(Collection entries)
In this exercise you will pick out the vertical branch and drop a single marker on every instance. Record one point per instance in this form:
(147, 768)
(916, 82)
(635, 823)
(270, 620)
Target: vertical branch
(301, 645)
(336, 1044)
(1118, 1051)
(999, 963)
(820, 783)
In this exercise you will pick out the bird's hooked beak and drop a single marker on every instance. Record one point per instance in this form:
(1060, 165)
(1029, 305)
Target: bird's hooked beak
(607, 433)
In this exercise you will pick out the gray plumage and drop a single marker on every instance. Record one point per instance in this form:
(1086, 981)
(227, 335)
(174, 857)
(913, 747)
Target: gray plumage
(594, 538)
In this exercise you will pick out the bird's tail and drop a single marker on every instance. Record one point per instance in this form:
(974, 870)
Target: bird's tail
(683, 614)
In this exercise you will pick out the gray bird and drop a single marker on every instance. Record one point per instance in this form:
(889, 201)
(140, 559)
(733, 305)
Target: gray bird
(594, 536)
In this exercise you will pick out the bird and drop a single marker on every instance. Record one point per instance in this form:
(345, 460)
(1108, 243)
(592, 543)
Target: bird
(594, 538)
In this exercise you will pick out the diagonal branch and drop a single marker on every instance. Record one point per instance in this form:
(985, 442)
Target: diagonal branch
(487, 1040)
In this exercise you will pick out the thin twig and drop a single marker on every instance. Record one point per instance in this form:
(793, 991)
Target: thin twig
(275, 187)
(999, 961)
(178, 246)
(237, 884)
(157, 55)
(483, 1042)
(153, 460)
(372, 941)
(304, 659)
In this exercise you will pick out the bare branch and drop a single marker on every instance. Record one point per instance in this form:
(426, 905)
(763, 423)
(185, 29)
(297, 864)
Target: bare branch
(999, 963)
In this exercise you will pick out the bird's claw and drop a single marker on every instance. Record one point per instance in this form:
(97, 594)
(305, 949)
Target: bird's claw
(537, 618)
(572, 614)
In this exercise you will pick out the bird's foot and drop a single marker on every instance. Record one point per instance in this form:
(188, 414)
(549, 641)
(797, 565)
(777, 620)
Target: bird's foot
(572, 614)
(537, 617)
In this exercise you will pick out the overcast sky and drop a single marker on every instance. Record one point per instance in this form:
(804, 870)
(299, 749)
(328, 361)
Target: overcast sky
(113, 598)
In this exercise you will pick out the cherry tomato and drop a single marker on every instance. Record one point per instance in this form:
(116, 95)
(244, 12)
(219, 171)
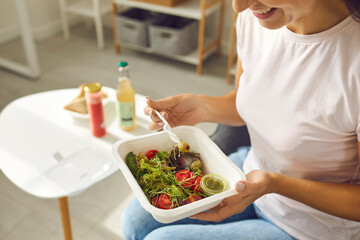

WHAT IS NEEDED :: Can you lay out the rows above as a numbered list, starting at the line that contains "In this exercise you will pick out the diagonal" and ending at the last of the rows, with blank lines skipped and the pictures left out?

SOLUTION TO THE EXERCISE ::
1. In this exercise you will pick out the diagonal branch and drop a single marker on every instance. Record one point per instance in this form:
2. (985, 442)
3. Target: diagonal branch
4. (487, 1040)
5. In this exercise you will pick out the thin twig and drop a single marker on every instance. Record one point per instance in this form:
6. (793, 991)
7. Target: thin twig
8. (275, 187)
9. (999, 961)
10. (178, 246)
11. (237, 884)
12. (157, 55)
13. (483, 1042)
14. (153, 460)
15. (372, 941)
16. (304, 659)
17. In this exercise you will pick out the bare branch and drop a single marker on every instance. Record one point per instance in this form:
18. (426, 905)
19. (763, 423)
20. (185, 29)
21. (297, 864)
22. Target: bare branch
23. (999, 963)
24. In this exercise you will pick out the bird's claw and drop a single marker on every instance. Record one point per instance in this form:
25. (97, 594)
26. (305, 949)
27. Target: bird's claw
28. (537, 618)
29. (572, 614)
30. In this exercise you will pick out the bird's foot and drop a single marker on every instance. Record one point per instance in this form:
31. (188, 414)
32. (549, 641)
33. (797, 565)
34. (777, 620)
35. Target: bird's foot
36. (572, 614)
37. (537, 617)
38. In this exercise you will pick out the overcast sky and drop a single marker on every instance. Record one point per instance in this form:
39. (804, 870)
40. (299, 749)
41. (328, 361)
42. Target: overcast sky
43. (113, 598)
44. In this exercise you will pick out the cherry tomato and drop a single marker on every instance. Record one point per instance in this form:
45. (116, 95)
46. (244, 12)
47. (219, 171)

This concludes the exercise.